▸ **STATED PROBLEM**: Rescale the lines below: copy each one unchanged, but multiply every coordinate in the answers by 0.2 and round the result to a whole number, taking halves up.

▸ **DATA ENTRIES**:
..............................
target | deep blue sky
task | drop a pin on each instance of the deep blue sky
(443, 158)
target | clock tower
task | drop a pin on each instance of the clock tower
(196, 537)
..............................
▸ **OUTPUT BELOW**:
target | deep blue sky
task | drop a pin on each instance of the deep blue sky
(89, 32)
target | clock tower
task | drop a pin on each instance of the clock tower
(39, 107)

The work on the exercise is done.